* _Kutipan Dokumen_:
————————

Kita hari ini adalah akumulasi dari guru-guru yang kita temui sebelum-sebelumnya ataupun saat ini. Jika Ki Hadjar Dewantara berkata bahwa kita harus menjadikan setiap ruang adalah sekolah dan setiap orang adalah guru, maka berapa banyak guru yang sudah kita temui dalam kehidupan kita ? ah, nyatanya konteks itu terlalu luas. Mari kita lebih mendalam, guru dalam konteks pendidikan. Baik formal, non-formal, maupun informal. Berdasarkan UU Sisdiknas No.20 tahun 2003, dan UU Guru dan Dosen No. 14 tahun 2005, yang memberikan penjelasan tentang guru dengan beragama namanya.


Dalam pendidikan informal, kita namakan guru itu adalah Ayah, Ibu, dan juga bagian dari keluarga kita. Madrasah pertama, yang memberikan pendidikan tentang bagaimana seharusnya kita hidup. Kemudian untuk pendidikan formal, sudah tak asing lagi kita temui seorang pendidik yang dinamakan guru. Guru dalam berbagai bidangnya yang memberikan kita asupan pengetahuan dan juga bagaimana kita mampu merespon kejadian-kejadian yang ada. Terakhir, dalam pendidikan non-formal sering kita temui tutor, pembimbing, kaka asuh, dan nama-nama lain yang sesuai dengan konteksnya. Begitu besar peran guru dalam setiap segmentasi pendidikan, sehingga amat disayangkan jika Negeri ini mengacuhkan dan tidak mengedepankan nasib guru-guru kita.

————————

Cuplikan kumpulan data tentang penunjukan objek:

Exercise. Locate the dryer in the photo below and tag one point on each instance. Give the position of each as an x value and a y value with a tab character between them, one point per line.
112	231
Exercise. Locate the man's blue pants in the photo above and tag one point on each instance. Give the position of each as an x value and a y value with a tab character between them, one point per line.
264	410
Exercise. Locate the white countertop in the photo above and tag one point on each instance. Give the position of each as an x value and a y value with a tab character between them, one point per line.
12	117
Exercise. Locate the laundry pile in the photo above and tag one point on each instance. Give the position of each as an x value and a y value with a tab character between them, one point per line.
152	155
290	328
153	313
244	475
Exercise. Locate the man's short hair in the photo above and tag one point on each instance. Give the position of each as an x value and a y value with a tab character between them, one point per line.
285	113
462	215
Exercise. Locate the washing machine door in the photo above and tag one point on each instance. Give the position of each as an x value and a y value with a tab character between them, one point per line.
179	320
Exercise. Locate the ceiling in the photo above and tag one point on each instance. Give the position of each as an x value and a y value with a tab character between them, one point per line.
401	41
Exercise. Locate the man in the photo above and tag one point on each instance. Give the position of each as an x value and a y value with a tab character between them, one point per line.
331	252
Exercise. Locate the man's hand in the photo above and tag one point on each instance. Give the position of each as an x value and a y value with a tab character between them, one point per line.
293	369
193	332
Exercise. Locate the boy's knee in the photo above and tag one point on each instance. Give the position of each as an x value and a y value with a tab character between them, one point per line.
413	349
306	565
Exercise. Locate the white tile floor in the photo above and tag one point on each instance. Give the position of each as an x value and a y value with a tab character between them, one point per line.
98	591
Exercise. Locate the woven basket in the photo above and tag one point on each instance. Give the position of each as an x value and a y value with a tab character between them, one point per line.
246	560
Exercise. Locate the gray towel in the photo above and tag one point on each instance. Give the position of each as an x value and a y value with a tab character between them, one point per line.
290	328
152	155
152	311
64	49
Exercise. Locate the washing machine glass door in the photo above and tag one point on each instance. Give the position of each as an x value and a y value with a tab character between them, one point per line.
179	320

————————

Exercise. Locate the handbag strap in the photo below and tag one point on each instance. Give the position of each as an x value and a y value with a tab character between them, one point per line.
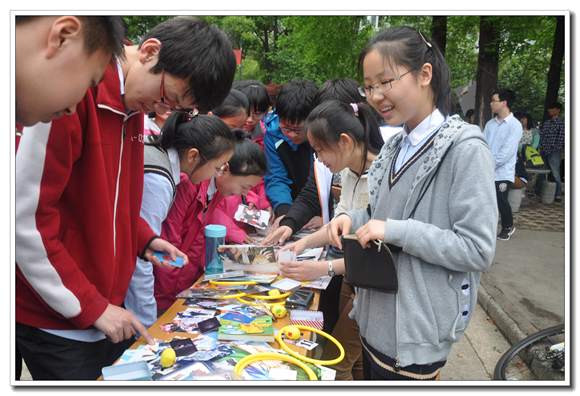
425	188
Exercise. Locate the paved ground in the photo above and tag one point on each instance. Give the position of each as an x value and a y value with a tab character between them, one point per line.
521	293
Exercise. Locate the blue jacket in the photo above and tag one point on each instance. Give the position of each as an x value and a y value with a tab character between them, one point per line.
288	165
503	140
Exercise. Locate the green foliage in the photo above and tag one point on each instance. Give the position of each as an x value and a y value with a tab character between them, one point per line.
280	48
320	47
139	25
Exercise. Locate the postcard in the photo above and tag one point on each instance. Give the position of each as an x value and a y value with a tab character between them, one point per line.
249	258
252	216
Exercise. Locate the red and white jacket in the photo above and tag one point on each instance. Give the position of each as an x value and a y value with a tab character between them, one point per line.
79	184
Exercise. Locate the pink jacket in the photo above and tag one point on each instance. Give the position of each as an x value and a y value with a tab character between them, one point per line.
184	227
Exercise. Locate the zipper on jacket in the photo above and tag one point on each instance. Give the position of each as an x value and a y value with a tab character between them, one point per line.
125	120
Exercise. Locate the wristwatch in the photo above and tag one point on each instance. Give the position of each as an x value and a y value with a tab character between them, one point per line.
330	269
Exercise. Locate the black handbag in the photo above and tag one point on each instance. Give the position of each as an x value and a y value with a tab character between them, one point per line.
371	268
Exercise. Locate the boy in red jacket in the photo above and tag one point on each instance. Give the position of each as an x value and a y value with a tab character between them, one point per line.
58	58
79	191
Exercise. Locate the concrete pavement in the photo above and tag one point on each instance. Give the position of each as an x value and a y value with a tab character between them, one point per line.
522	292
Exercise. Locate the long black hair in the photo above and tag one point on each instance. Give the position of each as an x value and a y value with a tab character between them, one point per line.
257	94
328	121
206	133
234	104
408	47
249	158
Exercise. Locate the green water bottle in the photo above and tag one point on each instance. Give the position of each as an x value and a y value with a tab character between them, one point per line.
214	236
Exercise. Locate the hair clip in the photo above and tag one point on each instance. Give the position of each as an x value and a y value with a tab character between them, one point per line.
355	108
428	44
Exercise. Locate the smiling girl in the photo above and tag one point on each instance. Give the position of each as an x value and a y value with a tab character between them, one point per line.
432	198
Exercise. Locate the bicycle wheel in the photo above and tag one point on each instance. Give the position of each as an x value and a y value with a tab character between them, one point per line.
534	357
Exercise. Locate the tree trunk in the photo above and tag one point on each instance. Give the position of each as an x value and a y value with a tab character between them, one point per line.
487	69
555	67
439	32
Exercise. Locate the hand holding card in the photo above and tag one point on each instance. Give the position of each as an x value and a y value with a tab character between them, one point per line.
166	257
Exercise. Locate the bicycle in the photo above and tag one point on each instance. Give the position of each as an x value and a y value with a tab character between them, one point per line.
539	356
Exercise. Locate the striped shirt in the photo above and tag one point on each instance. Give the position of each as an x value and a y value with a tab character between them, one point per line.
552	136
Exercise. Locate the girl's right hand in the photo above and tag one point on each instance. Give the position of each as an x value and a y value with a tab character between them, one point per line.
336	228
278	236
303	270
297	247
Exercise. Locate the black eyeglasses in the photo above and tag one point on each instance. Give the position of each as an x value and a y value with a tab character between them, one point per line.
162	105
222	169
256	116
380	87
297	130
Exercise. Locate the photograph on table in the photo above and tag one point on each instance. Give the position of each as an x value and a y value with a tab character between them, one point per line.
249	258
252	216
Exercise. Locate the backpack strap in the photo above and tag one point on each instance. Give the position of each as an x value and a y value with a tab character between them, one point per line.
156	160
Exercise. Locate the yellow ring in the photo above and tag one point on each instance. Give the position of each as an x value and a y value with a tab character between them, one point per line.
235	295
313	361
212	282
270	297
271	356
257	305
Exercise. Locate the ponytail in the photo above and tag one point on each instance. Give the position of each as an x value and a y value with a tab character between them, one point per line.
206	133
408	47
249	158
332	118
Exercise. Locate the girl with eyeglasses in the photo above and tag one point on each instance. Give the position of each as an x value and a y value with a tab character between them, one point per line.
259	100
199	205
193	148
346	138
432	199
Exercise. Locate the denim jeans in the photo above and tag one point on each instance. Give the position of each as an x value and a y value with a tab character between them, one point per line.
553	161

————————

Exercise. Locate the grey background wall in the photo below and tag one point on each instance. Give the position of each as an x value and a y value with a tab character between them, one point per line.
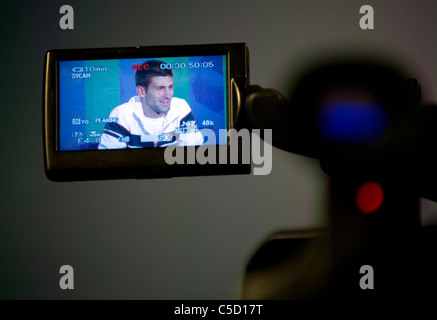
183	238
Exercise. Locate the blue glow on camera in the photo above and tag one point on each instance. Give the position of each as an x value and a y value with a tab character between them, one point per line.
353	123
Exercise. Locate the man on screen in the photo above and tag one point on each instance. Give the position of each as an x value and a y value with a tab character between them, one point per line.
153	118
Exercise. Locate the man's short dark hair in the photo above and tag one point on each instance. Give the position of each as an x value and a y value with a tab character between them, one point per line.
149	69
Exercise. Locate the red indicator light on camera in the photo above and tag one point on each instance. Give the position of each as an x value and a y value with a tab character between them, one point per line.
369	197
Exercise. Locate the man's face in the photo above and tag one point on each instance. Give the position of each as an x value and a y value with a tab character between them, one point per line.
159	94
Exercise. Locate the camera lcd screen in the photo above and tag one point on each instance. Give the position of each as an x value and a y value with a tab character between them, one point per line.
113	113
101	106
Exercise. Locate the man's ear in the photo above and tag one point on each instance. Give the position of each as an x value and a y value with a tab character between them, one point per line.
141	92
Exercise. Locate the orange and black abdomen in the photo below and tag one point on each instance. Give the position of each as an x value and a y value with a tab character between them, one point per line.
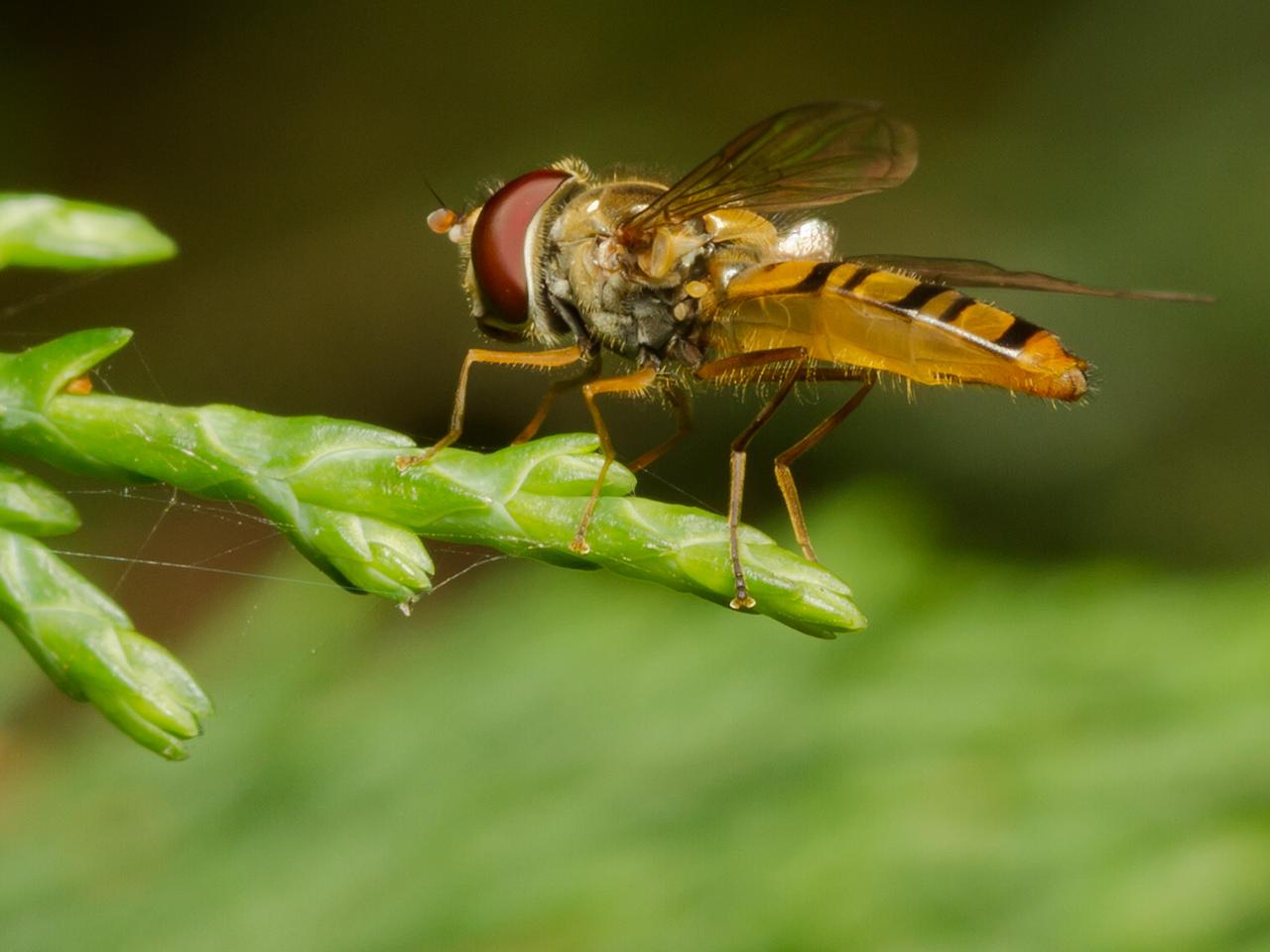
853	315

————————

* _Tugas yang Dikerjakan_:
(1) Ringkas paragraf dalam teks tentang guru yang diawali "Dalam pendidikan informal" menjadi daftar poin singkat, tanpa membuang fakta utamanya.
(2) Kumpulkan semua baris catatan yang memuat kata "below". Salin setiap baris itu apa adanya.
Teks dan catatan di atas diambil dari sumber yang berlainan.

* _Jawaban Setiap Tugas_:
(1)
- Pendidikan informal: gurunya Ayah, Ibu, dan anggota keluarga lain. Mereka adalah madrasah pertama yang mengajarkan cara kita seharusnya hidup.
- Pendidikan formal: pendidiknya disebut guru. Guru di berbagai bidang memberi pengetahuan dan mengajarkan cara menanggapi kejadian yang ada.
- Pendidikan non-formal: pendidiknya disebut tutor, pembimbing, kakak asuh, atau nama lain sesuai konteksnya.
- Peran guru sangat besar di setiap jenis pendidikan, jadi sangat disayangkan kalau negeri ini mengabaikan nasib guru.

(2)
Exercise. Locate the dryer in the photo below and tag one point on each instance. Give the position of each as an x value and a y value with a tab character between them, one point per line.
Exercise. Locate the handbag strap in the photo below and tag one point on each instance. Give the position of each as an x value and a y value with a tab character between them, one point per line.
Exercise. Locate the grey background wall in the photo below and tag one point on each instance. Give the position of each as an x value and a y value with a tab character between them, one point per line.
Exercise. Locate the orange and black abdomen in the photo below and tag one point on each instance. Give the position of each as an x value and a y value with a tab character between them, one point per line.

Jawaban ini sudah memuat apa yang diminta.